Instructions for the task
Please transcribe the data below line for line, with no changes to any wording, punctuation, or line breaks.
╔══
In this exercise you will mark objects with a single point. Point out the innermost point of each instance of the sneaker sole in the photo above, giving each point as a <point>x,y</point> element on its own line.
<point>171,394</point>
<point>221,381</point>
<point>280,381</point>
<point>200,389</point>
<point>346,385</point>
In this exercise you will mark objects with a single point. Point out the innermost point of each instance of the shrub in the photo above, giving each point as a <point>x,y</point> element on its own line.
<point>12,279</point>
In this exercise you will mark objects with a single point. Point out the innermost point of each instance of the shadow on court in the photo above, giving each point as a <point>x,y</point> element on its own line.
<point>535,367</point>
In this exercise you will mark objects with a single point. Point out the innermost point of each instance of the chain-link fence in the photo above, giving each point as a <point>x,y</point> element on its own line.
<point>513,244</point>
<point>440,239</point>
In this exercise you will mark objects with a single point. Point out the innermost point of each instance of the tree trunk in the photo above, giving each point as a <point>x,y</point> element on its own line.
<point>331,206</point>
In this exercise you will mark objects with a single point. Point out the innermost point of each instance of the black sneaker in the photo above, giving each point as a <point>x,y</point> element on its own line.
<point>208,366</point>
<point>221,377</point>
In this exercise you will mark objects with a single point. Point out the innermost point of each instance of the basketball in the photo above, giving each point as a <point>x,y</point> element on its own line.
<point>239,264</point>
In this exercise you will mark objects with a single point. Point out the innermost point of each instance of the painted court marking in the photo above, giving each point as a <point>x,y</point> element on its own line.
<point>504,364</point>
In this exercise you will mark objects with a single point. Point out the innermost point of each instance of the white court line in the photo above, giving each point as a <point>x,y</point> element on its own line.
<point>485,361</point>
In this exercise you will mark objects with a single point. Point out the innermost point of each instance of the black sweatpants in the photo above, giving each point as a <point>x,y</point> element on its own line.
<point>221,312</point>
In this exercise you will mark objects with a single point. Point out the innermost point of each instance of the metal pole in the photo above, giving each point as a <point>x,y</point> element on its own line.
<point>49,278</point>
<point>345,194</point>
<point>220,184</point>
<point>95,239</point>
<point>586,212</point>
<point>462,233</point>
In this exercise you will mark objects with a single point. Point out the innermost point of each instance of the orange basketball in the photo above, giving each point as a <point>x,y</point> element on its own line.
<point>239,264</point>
╚══
Answer
In this exercise you will mark objects with a single point. Point out the innermost point of each instance of the sneaker sole in the photo above, giving each point as a <point>x,y</point> element on its own line.
<point>171,394</point>
<point>221,381</point>
<point>280,381</point>
<point>200,389</point>
<point>346,385</point>
In this exercise you will mark objects with a single point. Point out the innermost point of each instance of the shrub in the photo above, giving each point as a <point>x,y</point> element on its own line.
<point>12,279</point>
In this exercise you will mark objects with a single point. Point out the innermost point of each instance of the shadow on court in the photo above, giving each point as a <point>x,y</point> element on its own line.
<point>535,367</point>
In this exercise you will mark objects with a single point. Point out the innermost point of each instance of the chain-link fence in the photo above, giving each point as a <point>x,y</point> element on its own line.
<point>513,244</point>
<point>440,239</point>
In this exercise you will mark objects with a single point. Point out the innermost point of each instance of the tree trunk in the photo above, giving each point as a <point>x,y</point> element on its own line.
<point>331,206</point>
In this exercise you will mark objects with a single point. Point out the innermost point of each instance of the black sneaker in the photo above, giving each point as a <point>x,y</point> element on its own line.
<point>208,366</point>
<point>221,377</point>
In this exercise you will mark objects with a single point. Point out the innermost point of each instance of the basketball in the photo above, giving each point as a <point>x,y</point> element on its own line.
<point>239,264</point>
In this exercise you will mark objects with a single point. Point out the innermost point of each instance of the painted court marking in the photo above, giving each point as a <point>x,y</point> element on its own line.
<point>504,364</point>
In this exercise you will mark objects with a single point. Point out the innermost point of each instance of the white court line in the photo above, giving each point as a <point>x,y</point> element on its own line.
<point>485,361</point>
In this exercise you will mark objects with a single point. Point out the innermost point of each instance of the black sweatpants in the photo above, giving each point as a <point>x,y</point> element on its own line.
<point>221,312</point>
In this exercise you will mark objects with a single point. Point out the innermost point of each instance of the metal pole in the photo above, giving each point as a <point>x,y</point> element on its own line.
<point>49,278</point>
<point>345,194</point>
<point>220,184</point>
<point>95,239</point>
<point>586,212</point>
<point>462,233</point>
In this exercise you will mark objects with a single point. Point out the innermost point of each instance of the orange basketball in the photo above, giving each point as a <point>x,y</point> element on its own line.
<point>239,264</point>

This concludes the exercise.